**Task brief**
Pull out every line of the rows below that contains the string "business", matching its case exactly.

"""

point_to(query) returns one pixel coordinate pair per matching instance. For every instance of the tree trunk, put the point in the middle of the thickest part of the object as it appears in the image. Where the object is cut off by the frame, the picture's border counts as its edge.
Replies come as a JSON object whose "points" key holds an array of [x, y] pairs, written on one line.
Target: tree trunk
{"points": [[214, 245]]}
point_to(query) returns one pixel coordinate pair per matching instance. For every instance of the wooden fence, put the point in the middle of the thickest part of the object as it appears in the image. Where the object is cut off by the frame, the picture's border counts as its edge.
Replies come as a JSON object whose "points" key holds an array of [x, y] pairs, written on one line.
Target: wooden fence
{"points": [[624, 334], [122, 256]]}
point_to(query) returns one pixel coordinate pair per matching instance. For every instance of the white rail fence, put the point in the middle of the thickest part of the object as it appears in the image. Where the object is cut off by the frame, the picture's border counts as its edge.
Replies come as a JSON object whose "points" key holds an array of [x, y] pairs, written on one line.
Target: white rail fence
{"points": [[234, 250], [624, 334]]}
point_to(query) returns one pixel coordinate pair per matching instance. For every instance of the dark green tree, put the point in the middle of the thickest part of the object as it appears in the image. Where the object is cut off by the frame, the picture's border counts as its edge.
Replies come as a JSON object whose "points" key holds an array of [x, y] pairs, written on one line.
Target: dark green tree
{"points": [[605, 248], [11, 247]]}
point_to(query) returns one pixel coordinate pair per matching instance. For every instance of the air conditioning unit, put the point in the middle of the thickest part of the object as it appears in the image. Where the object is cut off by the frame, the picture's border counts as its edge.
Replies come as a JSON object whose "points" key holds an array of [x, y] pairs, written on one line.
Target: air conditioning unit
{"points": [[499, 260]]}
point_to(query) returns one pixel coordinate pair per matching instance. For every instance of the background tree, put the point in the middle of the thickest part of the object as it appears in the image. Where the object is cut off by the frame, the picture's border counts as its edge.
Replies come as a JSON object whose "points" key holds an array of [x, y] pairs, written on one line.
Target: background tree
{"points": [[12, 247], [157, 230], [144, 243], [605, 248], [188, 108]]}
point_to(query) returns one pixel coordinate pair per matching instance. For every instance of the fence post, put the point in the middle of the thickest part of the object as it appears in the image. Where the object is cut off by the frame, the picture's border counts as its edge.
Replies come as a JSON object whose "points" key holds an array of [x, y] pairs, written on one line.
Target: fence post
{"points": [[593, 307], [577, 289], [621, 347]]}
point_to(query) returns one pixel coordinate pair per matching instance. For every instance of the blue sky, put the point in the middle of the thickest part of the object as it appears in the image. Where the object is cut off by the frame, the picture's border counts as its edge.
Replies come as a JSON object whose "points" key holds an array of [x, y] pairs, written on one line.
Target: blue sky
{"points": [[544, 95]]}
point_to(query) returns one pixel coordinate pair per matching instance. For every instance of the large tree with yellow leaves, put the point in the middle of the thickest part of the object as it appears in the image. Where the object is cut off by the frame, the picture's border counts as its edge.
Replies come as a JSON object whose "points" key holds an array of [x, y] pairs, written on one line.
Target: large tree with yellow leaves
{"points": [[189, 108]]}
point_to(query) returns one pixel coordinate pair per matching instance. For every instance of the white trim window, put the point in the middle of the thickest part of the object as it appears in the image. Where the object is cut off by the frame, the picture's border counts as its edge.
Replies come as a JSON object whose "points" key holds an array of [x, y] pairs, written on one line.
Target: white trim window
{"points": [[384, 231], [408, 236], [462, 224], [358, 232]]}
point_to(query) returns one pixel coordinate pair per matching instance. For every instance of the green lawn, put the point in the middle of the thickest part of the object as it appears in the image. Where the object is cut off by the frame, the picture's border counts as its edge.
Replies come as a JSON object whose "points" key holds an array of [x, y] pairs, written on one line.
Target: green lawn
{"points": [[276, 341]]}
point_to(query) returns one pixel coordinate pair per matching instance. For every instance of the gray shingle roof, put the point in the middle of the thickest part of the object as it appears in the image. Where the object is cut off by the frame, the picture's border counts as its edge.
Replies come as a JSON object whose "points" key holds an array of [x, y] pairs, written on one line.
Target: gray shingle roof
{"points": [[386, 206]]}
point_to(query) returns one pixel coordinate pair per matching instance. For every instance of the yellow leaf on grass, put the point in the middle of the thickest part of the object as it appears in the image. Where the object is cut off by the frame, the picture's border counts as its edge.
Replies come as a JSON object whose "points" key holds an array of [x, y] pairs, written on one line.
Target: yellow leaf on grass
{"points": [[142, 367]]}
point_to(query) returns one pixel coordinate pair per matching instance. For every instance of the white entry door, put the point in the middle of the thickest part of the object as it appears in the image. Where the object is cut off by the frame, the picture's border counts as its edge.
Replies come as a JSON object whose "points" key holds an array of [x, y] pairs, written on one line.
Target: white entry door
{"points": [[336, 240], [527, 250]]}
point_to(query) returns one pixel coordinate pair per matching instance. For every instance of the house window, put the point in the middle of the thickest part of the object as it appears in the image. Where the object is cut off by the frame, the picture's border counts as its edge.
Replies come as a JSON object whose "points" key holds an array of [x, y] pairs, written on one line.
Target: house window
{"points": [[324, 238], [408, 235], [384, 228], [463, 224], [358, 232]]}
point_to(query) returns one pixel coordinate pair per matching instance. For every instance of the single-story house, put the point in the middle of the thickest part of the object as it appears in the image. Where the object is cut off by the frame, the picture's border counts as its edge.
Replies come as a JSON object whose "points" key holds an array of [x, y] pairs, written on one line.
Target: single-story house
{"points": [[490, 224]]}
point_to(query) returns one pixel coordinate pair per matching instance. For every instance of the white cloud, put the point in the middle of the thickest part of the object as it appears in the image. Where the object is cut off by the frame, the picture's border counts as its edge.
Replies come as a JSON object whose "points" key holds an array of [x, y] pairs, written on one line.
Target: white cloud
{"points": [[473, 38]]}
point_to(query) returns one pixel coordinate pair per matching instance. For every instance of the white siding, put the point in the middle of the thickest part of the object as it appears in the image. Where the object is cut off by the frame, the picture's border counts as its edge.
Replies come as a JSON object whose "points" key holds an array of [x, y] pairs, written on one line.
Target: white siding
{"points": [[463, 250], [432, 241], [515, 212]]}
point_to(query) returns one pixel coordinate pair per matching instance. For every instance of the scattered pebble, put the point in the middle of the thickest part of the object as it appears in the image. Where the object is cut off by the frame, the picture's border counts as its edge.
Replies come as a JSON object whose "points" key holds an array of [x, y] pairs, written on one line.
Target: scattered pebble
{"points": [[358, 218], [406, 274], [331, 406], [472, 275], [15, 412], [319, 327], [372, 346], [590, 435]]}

"""
"""

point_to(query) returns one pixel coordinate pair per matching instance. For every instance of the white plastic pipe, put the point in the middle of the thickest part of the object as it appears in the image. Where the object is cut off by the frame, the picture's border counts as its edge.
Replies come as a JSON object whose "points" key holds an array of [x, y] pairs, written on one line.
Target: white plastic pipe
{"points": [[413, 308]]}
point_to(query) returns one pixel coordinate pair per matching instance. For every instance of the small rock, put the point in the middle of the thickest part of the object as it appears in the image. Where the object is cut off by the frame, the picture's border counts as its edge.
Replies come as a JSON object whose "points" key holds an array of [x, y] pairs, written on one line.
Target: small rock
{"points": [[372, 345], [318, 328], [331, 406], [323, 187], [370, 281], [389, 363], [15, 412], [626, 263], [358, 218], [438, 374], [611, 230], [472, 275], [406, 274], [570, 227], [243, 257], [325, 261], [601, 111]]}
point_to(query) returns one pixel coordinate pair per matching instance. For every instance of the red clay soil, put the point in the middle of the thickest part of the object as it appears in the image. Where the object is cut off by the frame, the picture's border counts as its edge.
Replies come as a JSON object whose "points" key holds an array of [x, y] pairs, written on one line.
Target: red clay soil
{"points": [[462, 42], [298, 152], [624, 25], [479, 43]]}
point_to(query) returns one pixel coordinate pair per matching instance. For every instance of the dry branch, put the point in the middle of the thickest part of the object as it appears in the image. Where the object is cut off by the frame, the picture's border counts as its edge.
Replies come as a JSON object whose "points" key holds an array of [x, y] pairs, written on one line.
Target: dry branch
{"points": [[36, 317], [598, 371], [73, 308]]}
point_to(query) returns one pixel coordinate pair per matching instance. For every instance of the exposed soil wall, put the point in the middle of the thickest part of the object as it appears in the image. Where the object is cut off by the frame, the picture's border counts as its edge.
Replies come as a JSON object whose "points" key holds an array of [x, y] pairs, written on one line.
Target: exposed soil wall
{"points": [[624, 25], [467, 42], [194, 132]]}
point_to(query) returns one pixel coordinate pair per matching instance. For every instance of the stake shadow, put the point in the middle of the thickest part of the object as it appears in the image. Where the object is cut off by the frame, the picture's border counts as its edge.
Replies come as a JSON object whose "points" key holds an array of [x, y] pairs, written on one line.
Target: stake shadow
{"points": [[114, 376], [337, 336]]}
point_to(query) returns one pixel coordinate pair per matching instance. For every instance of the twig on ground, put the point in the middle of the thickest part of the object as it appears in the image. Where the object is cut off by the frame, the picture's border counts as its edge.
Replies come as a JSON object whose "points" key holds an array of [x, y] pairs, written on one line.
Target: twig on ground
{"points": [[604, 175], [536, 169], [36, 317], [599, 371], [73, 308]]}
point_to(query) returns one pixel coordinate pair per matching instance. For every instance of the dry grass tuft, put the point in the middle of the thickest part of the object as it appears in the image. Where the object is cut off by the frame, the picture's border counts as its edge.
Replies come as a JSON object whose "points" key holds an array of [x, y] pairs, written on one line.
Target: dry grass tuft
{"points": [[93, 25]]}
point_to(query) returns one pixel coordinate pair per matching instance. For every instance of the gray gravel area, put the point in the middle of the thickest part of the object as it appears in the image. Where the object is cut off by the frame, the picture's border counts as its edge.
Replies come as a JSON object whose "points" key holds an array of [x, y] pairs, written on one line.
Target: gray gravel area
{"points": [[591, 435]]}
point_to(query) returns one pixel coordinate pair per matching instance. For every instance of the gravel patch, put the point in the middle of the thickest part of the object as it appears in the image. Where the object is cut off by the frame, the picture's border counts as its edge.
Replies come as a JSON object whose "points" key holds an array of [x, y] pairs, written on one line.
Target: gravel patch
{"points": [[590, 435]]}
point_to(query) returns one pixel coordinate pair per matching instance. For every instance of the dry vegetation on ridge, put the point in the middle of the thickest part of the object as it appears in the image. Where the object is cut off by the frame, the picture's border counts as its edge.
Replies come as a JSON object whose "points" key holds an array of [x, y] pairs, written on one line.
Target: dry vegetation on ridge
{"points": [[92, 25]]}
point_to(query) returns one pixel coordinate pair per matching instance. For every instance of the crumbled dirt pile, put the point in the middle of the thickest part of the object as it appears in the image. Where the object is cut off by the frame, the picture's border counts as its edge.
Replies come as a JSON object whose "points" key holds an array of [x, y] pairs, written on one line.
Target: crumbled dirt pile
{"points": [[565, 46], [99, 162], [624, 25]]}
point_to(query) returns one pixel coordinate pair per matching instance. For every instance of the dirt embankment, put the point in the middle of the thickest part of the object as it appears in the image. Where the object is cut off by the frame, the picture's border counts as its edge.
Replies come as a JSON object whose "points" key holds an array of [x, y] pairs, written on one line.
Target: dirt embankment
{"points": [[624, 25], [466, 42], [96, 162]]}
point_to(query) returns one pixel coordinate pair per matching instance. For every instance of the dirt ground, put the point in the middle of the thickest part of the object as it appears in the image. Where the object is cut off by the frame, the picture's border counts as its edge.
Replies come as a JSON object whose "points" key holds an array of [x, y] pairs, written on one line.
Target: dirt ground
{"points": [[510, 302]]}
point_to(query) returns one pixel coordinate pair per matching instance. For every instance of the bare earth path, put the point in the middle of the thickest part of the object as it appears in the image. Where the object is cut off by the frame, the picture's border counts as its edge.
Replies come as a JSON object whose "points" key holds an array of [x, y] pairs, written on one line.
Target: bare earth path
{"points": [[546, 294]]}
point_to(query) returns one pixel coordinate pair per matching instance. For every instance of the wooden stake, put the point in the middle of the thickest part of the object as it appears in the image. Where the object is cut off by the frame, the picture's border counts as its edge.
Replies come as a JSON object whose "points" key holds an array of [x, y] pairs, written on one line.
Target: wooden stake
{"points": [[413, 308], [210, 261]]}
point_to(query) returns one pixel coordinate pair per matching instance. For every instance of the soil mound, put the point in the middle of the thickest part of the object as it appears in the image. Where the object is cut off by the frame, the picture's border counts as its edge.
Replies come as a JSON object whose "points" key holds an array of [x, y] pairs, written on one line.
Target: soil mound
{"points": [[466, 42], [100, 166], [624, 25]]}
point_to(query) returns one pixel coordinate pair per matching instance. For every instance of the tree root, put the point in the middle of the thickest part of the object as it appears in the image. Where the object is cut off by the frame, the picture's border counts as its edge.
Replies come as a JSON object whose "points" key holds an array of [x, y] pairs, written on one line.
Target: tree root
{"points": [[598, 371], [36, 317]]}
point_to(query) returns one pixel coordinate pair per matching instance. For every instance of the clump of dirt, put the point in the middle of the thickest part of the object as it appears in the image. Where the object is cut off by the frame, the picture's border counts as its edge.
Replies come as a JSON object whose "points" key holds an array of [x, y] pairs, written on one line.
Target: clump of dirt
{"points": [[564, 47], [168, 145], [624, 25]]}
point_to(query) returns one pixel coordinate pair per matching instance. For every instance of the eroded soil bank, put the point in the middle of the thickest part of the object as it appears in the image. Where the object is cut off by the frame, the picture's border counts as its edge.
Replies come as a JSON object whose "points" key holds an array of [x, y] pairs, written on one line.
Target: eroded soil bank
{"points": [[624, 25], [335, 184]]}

"""
"""

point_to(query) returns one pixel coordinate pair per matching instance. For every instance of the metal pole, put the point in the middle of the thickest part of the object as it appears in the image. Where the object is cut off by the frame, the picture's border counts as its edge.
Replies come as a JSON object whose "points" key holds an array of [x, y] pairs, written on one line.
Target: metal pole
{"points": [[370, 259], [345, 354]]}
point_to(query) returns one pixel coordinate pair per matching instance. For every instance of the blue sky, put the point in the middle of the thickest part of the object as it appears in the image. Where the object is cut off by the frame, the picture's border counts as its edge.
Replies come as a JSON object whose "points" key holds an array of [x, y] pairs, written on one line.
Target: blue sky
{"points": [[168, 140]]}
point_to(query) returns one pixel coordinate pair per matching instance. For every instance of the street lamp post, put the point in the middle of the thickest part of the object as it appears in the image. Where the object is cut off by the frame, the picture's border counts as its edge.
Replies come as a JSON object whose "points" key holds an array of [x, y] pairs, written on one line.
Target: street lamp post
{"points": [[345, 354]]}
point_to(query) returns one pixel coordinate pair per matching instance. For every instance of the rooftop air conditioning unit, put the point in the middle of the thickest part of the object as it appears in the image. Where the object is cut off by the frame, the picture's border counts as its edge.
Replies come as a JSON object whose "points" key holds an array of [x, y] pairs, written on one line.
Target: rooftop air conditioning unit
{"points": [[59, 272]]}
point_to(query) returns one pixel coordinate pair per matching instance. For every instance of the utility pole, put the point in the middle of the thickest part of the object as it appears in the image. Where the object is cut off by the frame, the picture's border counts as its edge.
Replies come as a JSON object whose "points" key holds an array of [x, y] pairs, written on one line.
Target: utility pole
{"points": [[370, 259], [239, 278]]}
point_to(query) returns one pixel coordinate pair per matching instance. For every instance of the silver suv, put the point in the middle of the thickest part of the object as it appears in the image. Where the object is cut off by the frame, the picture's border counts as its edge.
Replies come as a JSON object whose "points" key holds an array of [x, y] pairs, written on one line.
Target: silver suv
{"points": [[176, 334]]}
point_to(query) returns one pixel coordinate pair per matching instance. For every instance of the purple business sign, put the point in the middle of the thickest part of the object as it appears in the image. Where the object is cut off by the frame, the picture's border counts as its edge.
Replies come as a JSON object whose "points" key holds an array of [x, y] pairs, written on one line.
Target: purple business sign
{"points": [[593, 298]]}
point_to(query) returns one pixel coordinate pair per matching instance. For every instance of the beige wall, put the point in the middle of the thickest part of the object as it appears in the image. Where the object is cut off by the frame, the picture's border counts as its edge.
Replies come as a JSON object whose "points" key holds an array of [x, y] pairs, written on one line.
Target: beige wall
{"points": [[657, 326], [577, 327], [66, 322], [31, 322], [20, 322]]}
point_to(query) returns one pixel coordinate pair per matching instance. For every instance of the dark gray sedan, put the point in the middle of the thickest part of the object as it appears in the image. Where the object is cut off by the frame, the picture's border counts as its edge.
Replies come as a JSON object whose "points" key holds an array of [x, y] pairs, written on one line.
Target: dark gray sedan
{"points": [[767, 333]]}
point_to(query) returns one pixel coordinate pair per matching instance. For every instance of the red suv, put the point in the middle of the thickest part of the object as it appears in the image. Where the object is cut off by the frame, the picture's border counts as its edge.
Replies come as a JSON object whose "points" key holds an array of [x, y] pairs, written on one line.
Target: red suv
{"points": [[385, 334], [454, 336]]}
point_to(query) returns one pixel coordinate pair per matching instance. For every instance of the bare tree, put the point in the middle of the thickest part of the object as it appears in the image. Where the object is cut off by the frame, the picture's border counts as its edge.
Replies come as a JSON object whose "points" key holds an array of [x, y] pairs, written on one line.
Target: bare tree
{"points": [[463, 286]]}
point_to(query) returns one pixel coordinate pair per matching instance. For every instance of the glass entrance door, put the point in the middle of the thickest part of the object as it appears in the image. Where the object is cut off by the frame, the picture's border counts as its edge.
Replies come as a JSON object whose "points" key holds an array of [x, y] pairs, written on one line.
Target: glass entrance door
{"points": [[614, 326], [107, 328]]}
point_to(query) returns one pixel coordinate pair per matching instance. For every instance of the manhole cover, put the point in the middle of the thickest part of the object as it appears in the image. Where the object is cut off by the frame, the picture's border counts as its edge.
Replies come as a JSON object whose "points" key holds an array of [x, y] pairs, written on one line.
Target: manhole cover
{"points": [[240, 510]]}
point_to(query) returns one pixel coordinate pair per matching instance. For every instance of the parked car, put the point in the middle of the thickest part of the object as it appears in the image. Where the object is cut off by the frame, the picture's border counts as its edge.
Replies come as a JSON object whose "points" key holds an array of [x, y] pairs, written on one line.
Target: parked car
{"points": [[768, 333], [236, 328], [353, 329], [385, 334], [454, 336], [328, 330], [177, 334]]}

"""

**The completed task**
point_to(query) returns one pixel coordinate pair per matching instance. For every instance of the purple business sign, put the point in the middle of the thickest part of the object as it appears in the image. Where the object is cut off by the frame, the picture's border counts as its edge.
Target: purple business sign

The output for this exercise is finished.